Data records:

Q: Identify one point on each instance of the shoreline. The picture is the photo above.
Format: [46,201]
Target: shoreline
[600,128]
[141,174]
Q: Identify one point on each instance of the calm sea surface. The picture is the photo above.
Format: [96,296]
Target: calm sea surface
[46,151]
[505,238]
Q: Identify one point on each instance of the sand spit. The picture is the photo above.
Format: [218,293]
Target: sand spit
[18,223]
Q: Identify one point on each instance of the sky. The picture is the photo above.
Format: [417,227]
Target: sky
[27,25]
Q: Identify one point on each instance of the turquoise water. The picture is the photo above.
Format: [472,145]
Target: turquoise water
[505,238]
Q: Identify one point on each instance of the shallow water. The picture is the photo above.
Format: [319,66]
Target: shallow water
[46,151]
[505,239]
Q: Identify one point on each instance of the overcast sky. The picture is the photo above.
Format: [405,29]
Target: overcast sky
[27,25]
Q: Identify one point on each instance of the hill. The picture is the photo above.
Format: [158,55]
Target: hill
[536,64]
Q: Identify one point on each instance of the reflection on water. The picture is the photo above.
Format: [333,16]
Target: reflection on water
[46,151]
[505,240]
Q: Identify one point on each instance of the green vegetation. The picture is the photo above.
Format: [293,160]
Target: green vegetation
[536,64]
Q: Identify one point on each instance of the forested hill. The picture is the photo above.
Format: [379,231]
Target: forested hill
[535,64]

▶ Task objective: Provide only the count of lines above in which the word "Format" occurs.

▶ Written response: 11